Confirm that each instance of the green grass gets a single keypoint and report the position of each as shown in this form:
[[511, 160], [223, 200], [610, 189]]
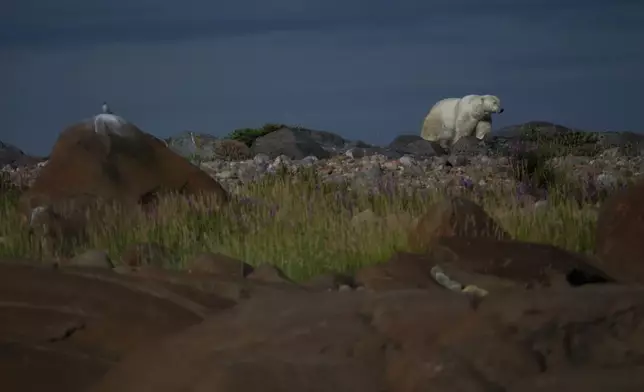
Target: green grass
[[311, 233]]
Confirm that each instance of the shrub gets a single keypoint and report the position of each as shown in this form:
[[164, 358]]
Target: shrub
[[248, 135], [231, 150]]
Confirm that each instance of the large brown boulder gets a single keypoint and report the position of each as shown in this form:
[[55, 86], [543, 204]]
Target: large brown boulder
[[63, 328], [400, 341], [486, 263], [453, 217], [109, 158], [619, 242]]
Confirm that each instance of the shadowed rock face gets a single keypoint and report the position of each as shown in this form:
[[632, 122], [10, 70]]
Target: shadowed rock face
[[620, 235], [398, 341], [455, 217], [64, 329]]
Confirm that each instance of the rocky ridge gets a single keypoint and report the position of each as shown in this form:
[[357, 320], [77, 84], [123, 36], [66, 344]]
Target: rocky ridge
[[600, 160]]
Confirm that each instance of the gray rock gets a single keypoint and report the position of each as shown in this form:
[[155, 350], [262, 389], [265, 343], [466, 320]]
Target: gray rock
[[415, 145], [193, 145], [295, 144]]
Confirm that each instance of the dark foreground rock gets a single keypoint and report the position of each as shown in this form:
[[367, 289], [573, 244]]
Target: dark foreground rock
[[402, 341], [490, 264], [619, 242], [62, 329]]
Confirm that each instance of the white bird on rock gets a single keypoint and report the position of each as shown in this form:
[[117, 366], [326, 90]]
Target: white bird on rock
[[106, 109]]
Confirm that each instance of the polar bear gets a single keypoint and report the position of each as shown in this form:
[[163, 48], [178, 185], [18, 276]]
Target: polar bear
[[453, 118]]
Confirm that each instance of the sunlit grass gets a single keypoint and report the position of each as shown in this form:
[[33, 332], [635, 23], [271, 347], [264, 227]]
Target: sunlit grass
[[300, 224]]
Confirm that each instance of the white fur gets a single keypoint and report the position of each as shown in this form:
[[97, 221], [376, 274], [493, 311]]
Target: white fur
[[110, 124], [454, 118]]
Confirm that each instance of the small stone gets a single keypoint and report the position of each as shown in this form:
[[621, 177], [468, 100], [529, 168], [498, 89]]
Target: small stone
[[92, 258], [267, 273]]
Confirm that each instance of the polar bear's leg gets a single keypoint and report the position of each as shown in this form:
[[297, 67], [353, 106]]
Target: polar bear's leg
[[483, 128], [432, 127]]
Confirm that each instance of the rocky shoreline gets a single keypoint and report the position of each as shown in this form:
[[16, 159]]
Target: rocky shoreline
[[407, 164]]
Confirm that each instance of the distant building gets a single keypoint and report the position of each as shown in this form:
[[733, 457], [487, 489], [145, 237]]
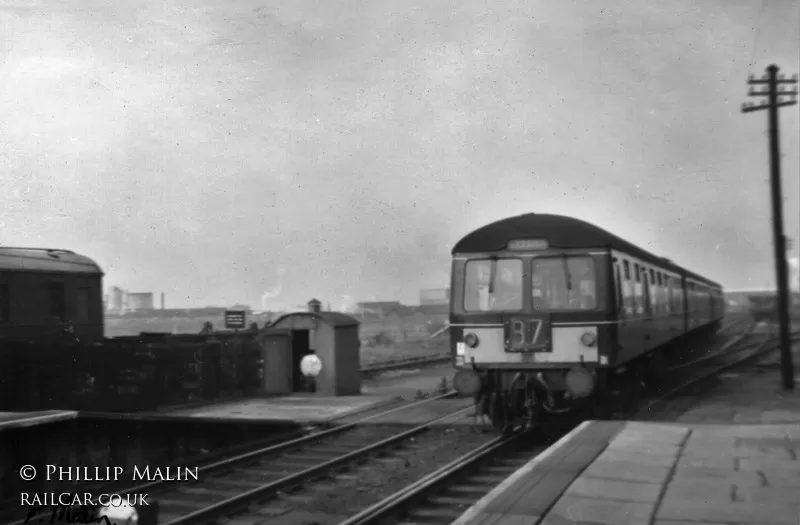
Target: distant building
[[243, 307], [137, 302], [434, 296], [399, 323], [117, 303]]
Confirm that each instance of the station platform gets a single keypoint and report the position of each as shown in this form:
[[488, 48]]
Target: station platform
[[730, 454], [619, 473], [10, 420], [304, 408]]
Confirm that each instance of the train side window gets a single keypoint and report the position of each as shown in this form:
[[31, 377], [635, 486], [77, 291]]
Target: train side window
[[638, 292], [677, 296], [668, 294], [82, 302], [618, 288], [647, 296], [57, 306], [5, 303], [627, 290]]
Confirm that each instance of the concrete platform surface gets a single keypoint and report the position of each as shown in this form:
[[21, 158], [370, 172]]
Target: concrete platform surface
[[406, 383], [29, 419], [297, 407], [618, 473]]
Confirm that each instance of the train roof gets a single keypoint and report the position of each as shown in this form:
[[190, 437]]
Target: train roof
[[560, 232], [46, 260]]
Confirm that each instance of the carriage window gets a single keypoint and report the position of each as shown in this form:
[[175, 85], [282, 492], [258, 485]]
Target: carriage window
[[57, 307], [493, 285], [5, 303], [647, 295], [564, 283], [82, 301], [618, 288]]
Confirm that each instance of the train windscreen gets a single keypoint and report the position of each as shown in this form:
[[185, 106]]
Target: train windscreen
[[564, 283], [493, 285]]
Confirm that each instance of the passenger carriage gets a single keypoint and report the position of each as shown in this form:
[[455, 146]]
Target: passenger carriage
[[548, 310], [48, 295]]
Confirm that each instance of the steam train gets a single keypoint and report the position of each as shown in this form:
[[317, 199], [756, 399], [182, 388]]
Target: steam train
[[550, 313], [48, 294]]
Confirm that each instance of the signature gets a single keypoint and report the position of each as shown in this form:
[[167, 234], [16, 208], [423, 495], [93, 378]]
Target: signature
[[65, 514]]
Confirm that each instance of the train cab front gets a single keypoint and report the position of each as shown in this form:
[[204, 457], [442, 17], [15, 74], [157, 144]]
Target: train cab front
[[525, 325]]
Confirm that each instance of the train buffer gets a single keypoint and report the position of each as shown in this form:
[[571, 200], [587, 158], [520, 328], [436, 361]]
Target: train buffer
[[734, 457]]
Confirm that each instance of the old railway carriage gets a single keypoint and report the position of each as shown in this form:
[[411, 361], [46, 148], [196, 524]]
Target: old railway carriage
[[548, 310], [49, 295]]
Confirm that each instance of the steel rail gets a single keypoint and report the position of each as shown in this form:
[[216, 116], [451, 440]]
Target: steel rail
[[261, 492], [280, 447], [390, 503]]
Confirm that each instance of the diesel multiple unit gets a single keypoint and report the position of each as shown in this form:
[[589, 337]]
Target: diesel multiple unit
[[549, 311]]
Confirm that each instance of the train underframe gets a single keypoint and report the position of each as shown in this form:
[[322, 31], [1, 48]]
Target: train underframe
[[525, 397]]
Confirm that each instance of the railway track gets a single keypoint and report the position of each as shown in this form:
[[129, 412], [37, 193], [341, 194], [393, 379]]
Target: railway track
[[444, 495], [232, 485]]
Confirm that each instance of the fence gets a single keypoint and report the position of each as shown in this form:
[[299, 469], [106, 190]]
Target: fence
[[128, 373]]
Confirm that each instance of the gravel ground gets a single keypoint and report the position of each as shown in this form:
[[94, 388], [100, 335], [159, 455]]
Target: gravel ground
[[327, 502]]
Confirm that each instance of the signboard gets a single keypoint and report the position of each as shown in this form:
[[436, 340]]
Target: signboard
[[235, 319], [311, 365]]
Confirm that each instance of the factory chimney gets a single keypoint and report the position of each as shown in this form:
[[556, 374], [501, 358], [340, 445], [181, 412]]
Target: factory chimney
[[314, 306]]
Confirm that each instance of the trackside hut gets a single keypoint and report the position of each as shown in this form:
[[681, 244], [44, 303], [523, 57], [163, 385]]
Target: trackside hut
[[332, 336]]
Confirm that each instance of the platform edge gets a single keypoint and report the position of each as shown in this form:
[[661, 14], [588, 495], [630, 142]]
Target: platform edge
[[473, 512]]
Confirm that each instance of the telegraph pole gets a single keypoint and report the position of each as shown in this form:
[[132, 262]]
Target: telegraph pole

+===+

Take every entry and repeat it verbatim, minus the pictures.

• Reply:
Confirm that each instance of the green grass gets a single keypoint and report the position of each as shown in this form:
[[511, 160], [223, 200], [610, 189]]
Target: green grass
[[311, 233]]
Confirm that each instance of the shrub gets a single keypoint and report the position of each as shown in this form:
[[164, 358]]
Target: shrub
[[248, 135], [231, 150]]
Confirm that each instance of the large brown boulder gets a single keypoint and report the position of each as shown in this form:
[[55, 86], [543, 204]]
Target: large brown boulder
[[63, 328], [400, 341], [486, 263], [453, 217], [109, 158], [619, 242]]
Confirm that each instance of the shadowed rock face gets a single keypoint and report the position of each as shown in this form:
[[632, 122], [10, 70]]
Target: shadowed rock face
[[620, 235], [398, 341], [455, 217], [64, 329]]
Confirm that each instance of the rocky ridge gets a single keypoint and report the position of each as shown in this form:
[[357, 320], [77, 84], [123, 36], [66, 344]]
Target: rocky ridge
[[600, 160]]
Confirm that each instance of the gray rock gets a single keypoint and report the position of each as shown in this form:
[[155, 350], [262, 389], [265, 343], [466, 320]]
Target: gray rock
[[415, 145], [193, 145], [295, 144]]
Confirm that each instance of the dark foreground rock gets a single keypoint and report the position of each as shown in this form:
[[367, 289], [573, 244]]
Target: dark foreground rock
[[402, 341], [490, 264], [619, 242], [62, 329]]
Confirm that each instance of the white bird on rock gets a single keypoint and report the position of each as shown in this form:
[[117, 366], [326, 90]]
Target: white bird on rock
[[106, 109]]
Confirm that each instance of the polar bear gets a single keypoint and report the position of each as shown in this form:
[[163, 48], [178, 185], [18, 276]]
Target: polar bear
[[453, 118]]
Confirm that each instance of the sunlit grass gets a single keypoint and report the position of each as shown in this form:
[[33, 332], [635, 23], [271, 347], [264, 227]]
Target: sunlit grass
[[300, 224]]
Confirm that each instance of the white fur gets a single keypoint and report the position of each as shown in this form:
[[97, 221], [376, 274], [493, 311]]
Target: white fur
[[110, 124], [454, 118]]
Confirm that each instance of the small stone gets a single keypoint and report the position of each as shown in this form:
[[621, 177], [468, 100], [529, 168], [498, 89]]
Target: small stone
[[92, 258], [267, 273]]
Confirm that each instance of the polar bear's leg gets a single keypoint and report the position of each as shown in this form:
[[297, 67], [353, 106]]
Target: polar bear's leg
[[483, 128], [432, 127]]
Confirm that each instance of the rocky shoreline gets a single keypoint and report the position of each as shown in this form:
[[16, 159]]
Target: rocky shoreline
[[407, 164]]
Confirm that each instance of the distant building gets a single keypoint and report the position of each as shown in this form:
[[733, 457], [487, 489], [145, 237]]
Target: distant building
[[243, 307], [137, 302], [434, 296], [399, 323], [117, 303]]
Confirm that each instance of the station platform gets a single keypoint and report the position of each as shown in this form:
[[488, 48]]
Target: station platform
[[730, 454], [619, 473], [10, 420], [304, 408]]
Confirm that each instance of the train side window gets a single keypoint and report the position of each as shown in this form:
[[31, 377], [635, 486], [77, 291]]
Target: train side window
[[638, 292], [677, 296], [668, 294], [82, 302], [618, 288], [647, 296], [57, 306], [5, 303], [627, 290]]
Confirm that each instance of the concrete platform surface gets a single keypoint and report the position of each as shown in this form:
[[21, 158], [370, 172]]
Target: concrete platform surface
[[406, 383], [29, 419], [297, 407], [618, 473]]
Confirm that each instance of the train roof gets a single keypoint and report the position of each as shown in this form:
[[190, 437]]
Target: train roof
[[560, 232], [46, 260]]
Confirm that each instance of the carriage window gets a single keypoint and report the position of each as shown in this form:
[[175, 85], [282, 492], [258, 485]]
Target: carriage window
[[57, 307], [493, 285], [5, 303], [647, 295], [564, 283], [82, 301], [618, 288]]
Confirm that each instance of the train windscreen gets a single keypoint and report the position of each as shown in this form:
[[185, 106]]
Target: train windscreen
[[564, 283], [493, 285]]
Confirm that each instance of the passenger carriage gets a single keypoint and report the position of each as shown in this form:
[[455, 146]]
Target: passenger carriage
[[548, 310], [48, 295]]
Confirm that each instance of the steam train gets a single keypoint and report the position of each as shown in this form:
[[317, 199], [756, 399], [182, 388]]
Target: steam train
[[550, 313], [48, 294]]
Confirm that each instance of the signature gets a single keypoint and report the position of each as shown in this form:
[[167, 234], [16, 208], [423, 495], [93, 378]]
Target: signature
[[65, 514]]
Confirm that each instance of the train cab front gets a single keypoint and report the position of each as shown in this form:
[[204, 457], [442, 17], [15, 74], [157, 144]]
Target: train cab front
[[525, 325]]
Confirm that each instance of the train buffer gets a single keypoint and report the position of each as shown in this form:
[[571, 200], [587, 158], [520, 328], [436, 361]]
Target: train buffer
[[734, 457]]
Confirm that each instance of the old railway carriage gets a single keypoint and report the position of each as shown in this form:
[[411, 361], [46, 148], [196, 524]]
Target: old railway carriage
[[548, 310], [49, 295]]
Confirm that each instance of the steel rail gets a single keypoint and report the position of each as shown in this form:
[[216, 116], [451, 440]]
Target: steel rail
[[261, 492], [280, 447], [390, 503]]
Confirm that each instance of the diesel multiple unit gets a single keypoint and report the position of each as shown in this form:
[[589, 337]]
Target: diesel multiple unit
[[549, 311]]
Confirm that each instance of the train underframe gets a single keypoint and report the position of each as shown in this form:
[[322, 31], [1, 48]]
Target: train underframe
[[525, 397]]
Confirm that each instance of the railway track gets a single keypoint and report the position of each as shown in this form:
[[129, 412], [37, 193], [341, 194], [393, 379]]
Target: railway track
[[444, 495], [232, 485]]
Confirm that each instance of the fence gets a single keypoint and report the position of each as shown in this form:
[[299, 469], [106, 190]]
Target: fence
[[128, 373]]
Confirm that each instance of the gravel ground gets a single keypoint and report the position of each as shown in this form:
[[94, 388], [100, 335], [159, 455]]
Target: gravel ground
[[327, 502]]
Confirm that each instance of the signboard gets a single keypoint and report the position of each as shown in this form:
[[436, 340]]
Target: signboard
[[235, 319], [311, 365]]
Confirm that each instance of the factory chimney gets a single keypoint and report the position of each as shown in this form:
[[556, 374], [501, 358], [340, 445], [181, 412]]
Target: factory chimney
[[314, 306]]
Confirm that each instance of the trackside hut gets a single keypoint and report the position of each as shown in this form:
[[681, 244], [44, 303], [523, 57], [163, 385]]
Target: trackside hut
[[332, 336]]
Confirm that each instance of the platform edge gets a single keypoint and report the position of each as shown in this form:
[[661, 14], [588, 495], [630, 142]]
Target: platform edge
[[473, 512]]
Confirm that each instance of the telegraph pole gets a single keypoint and report the position of each as shown in this form:
[[132, 262]]
Target: telegraph pole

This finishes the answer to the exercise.